2. Наш монастырь святого Иакова
2. Наш монастырь святого Иакова
Лучшую часть нашей комсомольской жизни мы проводили в клубе. В деревне ли, в уездном или губернском городе – в клубе мы собирались ежевечерне. Ничем особенным не блистали наши клубы – ни концертами, ни киносеансами, ни приличной обстановкой. Чаще всего там стояли ряды простых грубо обстроганных лавок. Дощатая сцена чуть возвышалась над полом. Занавес, сшитый из разного старья, опускался редко.
Казалось просто неестественным не прийти вечером в клуб. Там был наш дом и наша школа. Наши песни повторялись каждый вечер, все пели хором. Беседы не отличались разнообразием. А почему так тянуло туда, в этот обставленный шаткими скамейками зал, где и портретов ничьих не висело? В те годы и портреты Ленина редко печатались – даже в газетах.
Комсомольский клуб двадцатых годов несравним ни с чем другим. Он не был помещением для мероприятий, задачей которых было завлечь избалованную зрелищами молодежь. Избалованы мы не были – мы пришли на пустыри бескультурья. И вопросы наши были ясными и в высшей степени серьезными: политика и только она. Наш клуб был чем-то вроде того клуба в здании монастыря святого Иакова в Париже, от которого получили свое название якобинцы.
Как и всякая другая молодежь, мы любили компанию. Но тут действовало нечто более сильное, чем обычная склонность повеселиться сообща. Из всех наших чувств наиболее жарко горело одно – и как раз то, которое лучше горит не в одиночку и не вдвоем, а в человеческом множестве. Революционный дух всегда массовый.
Клуб формировал наши души. Он был котлом, в котором мы варились (так и говорили тогда: "провариться в рабочем – или комсомольском – котле").
---
_Письменное задание 1_
Верните все строки записей, в которых встречается слово «fuselage».
---
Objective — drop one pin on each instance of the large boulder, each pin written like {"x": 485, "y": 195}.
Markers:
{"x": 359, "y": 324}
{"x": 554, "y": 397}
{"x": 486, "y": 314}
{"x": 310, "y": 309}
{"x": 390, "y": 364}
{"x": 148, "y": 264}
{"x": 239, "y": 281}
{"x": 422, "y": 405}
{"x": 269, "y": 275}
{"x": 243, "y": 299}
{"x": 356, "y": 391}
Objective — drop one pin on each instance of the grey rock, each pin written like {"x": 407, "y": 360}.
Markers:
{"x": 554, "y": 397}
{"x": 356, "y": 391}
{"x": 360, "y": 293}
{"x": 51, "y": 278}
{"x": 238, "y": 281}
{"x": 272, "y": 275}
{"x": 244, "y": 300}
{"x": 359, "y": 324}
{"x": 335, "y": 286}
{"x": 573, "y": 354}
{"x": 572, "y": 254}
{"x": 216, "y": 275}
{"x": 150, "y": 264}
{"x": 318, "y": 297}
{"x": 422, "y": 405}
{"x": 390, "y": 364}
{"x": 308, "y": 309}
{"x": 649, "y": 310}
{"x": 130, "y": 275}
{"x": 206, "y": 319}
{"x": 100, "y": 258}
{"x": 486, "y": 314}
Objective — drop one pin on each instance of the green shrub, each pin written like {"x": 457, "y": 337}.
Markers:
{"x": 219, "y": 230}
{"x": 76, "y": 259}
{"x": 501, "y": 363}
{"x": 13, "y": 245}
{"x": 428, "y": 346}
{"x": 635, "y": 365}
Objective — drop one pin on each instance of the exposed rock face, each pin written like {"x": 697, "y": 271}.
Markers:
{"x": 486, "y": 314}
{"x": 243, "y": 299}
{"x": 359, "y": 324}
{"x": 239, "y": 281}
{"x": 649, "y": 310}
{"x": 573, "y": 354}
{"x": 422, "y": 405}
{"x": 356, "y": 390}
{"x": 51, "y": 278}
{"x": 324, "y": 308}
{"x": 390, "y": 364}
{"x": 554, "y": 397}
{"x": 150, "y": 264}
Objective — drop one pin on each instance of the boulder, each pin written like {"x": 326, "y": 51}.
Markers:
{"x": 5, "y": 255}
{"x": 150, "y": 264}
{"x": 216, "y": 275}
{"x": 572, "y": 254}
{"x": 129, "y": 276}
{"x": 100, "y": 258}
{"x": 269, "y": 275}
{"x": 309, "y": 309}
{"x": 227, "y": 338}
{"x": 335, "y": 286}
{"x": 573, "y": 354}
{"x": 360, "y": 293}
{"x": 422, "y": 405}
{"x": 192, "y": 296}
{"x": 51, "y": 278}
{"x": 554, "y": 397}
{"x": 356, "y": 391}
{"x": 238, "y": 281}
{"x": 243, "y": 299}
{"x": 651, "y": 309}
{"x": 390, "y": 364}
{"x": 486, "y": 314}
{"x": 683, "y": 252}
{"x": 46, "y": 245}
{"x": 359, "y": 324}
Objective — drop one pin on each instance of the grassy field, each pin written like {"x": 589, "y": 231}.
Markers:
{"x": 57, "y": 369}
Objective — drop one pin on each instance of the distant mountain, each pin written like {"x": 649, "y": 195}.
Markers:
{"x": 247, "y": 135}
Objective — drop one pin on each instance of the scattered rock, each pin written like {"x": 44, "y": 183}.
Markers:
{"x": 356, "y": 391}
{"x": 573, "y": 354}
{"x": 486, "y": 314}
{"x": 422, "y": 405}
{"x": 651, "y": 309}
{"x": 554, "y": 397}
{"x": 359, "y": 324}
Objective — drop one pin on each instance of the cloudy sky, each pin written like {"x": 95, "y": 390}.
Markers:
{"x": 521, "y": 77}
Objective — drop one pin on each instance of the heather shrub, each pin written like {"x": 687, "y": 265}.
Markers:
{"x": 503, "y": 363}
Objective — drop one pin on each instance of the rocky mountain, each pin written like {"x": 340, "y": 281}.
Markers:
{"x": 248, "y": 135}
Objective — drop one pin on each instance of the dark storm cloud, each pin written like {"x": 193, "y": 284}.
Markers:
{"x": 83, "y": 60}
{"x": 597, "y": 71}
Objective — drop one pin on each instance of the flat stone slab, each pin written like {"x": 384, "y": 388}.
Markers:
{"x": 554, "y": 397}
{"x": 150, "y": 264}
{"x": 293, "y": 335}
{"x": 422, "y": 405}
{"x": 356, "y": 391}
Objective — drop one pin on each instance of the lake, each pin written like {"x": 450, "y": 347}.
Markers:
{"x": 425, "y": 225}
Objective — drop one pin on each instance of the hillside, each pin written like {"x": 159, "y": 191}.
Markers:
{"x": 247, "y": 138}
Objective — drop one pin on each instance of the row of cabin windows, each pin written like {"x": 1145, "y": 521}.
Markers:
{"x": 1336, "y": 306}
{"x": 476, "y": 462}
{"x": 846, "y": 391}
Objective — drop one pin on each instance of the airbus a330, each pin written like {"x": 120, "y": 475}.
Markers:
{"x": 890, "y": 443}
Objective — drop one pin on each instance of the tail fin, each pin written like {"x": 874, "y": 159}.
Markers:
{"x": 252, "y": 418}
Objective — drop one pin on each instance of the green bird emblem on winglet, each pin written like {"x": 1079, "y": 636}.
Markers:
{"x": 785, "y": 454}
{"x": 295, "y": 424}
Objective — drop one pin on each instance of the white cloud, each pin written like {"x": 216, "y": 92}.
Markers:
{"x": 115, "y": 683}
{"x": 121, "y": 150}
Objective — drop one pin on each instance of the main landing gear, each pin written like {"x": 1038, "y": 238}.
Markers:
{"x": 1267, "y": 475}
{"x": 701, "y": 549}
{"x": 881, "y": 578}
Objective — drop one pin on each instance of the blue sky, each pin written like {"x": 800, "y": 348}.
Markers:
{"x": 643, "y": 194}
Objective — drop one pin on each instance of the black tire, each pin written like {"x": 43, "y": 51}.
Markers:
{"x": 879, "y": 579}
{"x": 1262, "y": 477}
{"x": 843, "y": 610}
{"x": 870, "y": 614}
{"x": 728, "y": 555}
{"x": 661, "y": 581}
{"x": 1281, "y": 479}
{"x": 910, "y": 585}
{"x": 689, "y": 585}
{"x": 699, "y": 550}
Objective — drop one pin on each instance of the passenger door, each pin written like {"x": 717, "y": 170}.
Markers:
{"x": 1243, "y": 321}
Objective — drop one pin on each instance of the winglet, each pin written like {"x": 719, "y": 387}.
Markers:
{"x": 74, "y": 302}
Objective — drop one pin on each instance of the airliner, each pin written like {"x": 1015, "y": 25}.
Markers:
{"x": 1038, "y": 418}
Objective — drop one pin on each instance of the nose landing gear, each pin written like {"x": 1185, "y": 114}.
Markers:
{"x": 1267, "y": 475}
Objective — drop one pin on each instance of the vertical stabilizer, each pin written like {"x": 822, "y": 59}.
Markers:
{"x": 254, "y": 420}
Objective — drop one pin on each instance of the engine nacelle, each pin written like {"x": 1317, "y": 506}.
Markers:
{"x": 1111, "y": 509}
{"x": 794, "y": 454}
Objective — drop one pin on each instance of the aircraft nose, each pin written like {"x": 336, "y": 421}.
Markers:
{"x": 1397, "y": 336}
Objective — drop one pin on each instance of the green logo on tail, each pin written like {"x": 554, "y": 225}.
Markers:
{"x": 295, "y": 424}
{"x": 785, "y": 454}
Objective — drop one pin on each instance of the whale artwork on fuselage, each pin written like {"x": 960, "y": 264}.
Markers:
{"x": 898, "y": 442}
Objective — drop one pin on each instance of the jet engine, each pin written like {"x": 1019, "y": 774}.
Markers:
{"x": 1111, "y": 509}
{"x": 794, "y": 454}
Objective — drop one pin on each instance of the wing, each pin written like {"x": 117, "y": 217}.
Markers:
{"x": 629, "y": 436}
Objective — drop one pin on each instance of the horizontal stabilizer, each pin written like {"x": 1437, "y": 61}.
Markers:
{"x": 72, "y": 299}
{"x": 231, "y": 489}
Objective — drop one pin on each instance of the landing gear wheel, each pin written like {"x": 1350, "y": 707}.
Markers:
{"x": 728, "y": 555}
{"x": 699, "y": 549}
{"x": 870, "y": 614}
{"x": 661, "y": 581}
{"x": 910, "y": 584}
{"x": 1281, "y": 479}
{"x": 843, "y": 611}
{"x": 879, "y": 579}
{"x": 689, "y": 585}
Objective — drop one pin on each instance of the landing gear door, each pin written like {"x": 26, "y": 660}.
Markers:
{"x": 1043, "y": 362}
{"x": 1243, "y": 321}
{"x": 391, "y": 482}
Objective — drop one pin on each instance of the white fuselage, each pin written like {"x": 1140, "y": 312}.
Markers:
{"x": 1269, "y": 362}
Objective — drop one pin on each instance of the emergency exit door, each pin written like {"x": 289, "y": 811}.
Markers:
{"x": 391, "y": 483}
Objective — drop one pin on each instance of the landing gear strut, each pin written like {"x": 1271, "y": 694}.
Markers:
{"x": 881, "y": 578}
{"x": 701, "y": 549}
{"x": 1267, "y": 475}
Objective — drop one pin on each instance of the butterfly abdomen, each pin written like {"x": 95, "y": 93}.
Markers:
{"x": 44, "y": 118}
---
_Письменное задание 2_
От чего, согласно тексту о комсомольском клубе двадцатых годов, получили свое название якобинцы?

_Полный ответ 1_
Objective — drop one pin on each instance of the whale artwork on fuselage, each pin written like {"x": 960, "y": 264}.
Objective — drop one pin on each instance of the white fuselage, each pin written like {"x": 1140, "y": 312}.

_Полный ответ 2_
От клуба в здании монастыря святого Иакова в Париже.